> **Reading passage**:
>> Start
In helping to identify faults, testing is a means to improve reliability. By contrast, by randomly generating test cases according to the operational profile, statistical measures of reliability can be derived. Using reliability growth models, both objectives can be pursued together.

Software reliability refers to the probability of failure-free operation of a system. It is related to many aspects of software, including the testing process. Directly estimating software reliability by quantifying its related factors can be difficult. Testing is an effective sampling method to measure software reliability. Guided by the operational profile, software testing (usually black-box testing) can be used to obtain failure data, and an estimation model can be further used to analyze the data to estimate the present reliability and predict future reliability. Therefore, based on the estimation, the developers can decide whether to release the software, and the users can decide whether to adopt and use the software. Risk of using software can also be assessed based on reliability information. The primary goal of testing should be to measure the dependability of tested software.

There is agreement on the intuitive meaning of dependable software: it does not fail in unexpected or catastrophic ways. Robustness testing and stress testing are variances of reliability testing based on this simple criterion.

The robustness of a software component is the degree to which it can function correctly in the presence of exceptional inputs or stressful environmental conditions. Robustness testing differs from correctness testing in the sense that the functional correctness of the software is not of concern. It only watches for robustness problems such as machine crashes, process hangs or abnormal termination. The oracle is relatively simple, therefore robustness testing can be made more portable and scalable than correctness testing. This research has drawn more and more interest recently, most of which uses commercial operating systems as their target.
>> End
> **Task goal**:
Copy out the whole passage on software reliability testing word for word.

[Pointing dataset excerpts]
>> Start
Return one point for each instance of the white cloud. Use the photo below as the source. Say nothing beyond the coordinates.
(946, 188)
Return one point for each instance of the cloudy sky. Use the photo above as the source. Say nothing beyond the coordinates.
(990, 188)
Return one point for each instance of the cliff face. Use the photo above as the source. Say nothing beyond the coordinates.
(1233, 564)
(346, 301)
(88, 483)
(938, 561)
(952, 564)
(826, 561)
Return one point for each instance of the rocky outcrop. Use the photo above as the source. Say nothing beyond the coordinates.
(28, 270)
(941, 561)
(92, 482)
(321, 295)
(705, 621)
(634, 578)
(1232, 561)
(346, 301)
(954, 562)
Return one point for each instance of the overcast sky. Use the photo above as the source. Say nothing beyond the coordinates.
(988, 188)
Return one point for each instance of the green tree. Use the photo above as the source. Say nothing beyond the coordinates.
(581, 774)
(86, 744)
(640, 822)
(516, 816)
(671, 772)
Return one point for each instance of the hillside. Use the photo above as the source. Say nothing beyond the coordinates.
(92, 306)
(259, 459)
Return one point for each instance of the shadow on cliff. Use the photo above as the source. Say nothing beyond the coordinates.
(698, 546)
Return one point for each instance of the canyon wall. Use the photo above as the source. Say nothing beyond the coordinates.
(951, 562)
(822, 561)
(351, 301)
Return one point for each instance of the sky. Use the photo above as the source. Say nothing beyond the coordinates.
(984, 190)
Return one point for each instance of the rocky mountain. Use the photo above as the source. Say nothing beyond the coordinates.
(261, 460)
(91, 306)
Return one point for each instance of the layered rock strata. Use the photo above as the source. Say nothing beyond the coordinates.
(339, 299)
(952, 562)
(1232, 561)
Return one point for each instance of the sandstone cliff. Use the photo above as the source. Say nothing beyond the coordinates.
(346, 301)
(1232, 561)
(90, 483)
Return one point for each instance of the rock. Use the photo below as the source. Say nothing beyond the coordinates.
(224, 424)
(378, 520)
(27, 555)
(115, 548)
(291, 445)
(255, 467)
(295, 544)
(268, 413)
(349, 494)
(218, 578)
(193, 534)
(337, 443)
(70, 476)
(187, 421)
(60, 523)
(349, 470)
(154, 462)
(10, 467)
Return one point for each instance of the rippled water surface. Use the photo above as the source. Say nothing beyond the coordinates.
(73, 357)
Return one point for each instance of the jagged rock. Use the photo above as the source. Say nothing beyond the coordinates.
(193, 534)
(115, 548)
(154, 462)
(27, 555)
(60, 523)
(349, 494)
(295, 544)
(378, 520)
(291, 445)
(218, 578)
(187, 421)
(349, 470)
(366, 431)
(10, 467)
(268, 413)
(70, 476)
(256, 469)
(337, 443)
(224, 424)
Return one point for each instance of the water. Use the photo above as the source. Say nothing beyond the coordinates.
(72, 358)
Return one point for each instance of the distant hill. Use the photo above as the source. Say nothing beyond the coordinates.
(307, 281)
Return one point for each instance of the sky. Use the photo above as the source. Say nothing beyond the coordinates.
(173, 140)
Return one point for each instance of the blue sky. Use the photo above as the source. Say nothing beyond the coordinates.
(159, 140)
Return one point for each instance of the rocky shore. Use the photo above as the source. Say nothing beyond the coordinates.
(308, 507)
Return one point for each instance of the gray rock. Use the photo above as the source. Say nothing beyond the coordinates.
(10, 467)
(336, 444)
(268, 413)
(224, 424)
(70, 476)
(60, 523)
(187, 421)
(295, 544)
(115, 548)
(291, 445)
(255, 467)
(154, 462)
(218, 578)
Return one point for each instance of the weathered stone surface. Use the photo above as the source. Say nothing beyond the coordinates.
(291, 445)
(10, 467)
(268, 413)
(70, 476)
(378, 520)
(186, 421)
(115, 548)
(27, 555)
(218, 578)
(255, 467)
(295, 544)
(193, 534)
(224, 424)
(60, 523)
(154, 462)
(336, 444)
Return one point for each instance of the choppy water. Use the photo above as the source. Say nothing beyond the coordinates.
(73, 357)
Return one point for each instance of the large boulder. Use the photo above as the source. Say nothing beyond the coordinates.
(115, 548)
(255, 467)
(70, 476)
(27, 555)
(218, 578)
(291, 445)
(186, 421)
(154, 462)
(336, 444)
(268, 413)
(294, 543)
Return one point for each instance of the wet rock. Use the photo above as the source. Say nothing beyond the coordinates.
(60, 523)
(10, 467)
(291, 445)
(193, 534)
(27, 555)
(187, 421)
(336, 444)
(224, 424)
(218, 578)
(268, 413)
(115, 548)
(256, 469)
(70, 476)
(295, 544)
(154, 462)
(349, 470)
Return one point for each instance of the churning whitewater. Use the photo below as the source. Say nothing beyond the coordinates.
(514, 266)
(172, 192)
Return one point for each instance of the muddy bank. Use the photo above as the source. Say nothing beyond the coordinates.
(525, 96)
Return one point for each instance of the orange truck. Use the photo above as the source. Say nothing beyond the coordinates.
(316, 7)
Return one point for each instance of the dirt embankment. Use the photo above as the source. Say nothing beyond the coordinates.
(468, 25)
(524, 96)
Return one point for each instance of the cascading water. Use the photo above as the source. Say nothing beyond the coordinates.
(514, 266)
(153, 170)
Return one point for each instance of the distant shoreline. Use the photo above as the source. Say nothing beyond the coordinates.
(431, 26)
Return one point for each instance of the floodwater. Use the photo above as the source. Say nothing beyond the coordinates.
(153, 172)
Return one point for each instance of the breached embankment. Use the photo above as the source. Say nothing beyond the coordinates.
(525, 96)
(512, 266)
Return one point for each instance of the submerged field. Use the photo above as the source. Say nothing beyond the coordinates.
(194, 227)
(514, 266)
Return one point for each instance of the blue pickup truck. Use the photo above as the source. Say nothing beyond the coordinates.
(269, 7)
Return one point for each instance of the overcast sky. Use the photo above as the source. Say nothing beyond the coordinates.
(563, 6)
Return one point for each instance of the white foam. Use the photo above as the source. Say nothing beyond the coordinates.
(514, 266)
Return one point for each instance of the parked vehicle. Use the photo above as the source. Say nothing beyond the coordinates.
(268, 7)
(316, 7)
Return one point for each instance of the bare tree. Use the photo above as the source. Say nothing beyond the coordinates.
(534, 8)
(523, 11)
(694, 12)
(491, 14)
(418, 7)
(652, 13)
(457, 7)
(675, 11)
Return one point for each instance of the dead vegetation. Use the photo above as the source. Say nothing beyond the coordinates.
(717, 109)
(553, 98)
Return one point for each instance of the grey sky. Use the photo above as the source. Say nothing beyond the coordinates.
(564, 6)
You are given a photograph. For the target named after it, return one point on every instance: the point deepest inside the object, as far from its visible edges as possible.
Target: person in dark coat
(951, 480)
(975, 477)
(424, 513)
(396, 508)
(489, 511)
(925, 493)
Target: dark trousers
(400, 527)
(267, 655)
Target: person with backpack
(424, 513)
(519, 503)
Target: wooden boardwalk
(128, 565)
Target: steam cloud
>> End
> **Written solution**:
In helping to identify faults, testing is a means to improve reliability. By contrast, by randomly generating test cases according to the operational profile, statistical measures of reliability can be derived. Using reliability growth models, both objectives can be pursued together.

Software reliability refers to the probability of failure-free operation of a system. It is related to many aspects of software, including the testing process. Directly estimating software reliability by quantifying its related factors can be difficult. Testing is an effective sampling method to measure software reliability. Guided by the operational profile, software testing (usually black-box testing) can be used to obtain failure data, and an estimation model can be further used to analyze the data to estimate the present reliability and predict future reliability. Therefore, based on the estimation, the developers can decide whether to release the software, and the users can decide whether to adopt and use the software. Risk of using software can also be assessed based on reliability information. The primary goal of testing should be to measure the dependability of tested software.

There is agreement on the intuitive meaning of dependable software: it does not fail in unexpected or catastrophic ways. Robustness testing and stress testing are variances of reliability testing based on this simple criterion.

The robustness of a software component is the degree to which it can function correctly in the presence of exceptional inputs or stressful environmental conditions. Robustness testing differs from correctness testing in the sense that the functional correctness of the software is not of concern. It only watches for robustness problems such as machine crashes, process hangs or abnormal termination. The oracle is relatively simple, therefore robustness testing can be made more portable and scalable than correctness testing. This research has drawn more and more interest recently, most of which uses commercial operating systems as their target.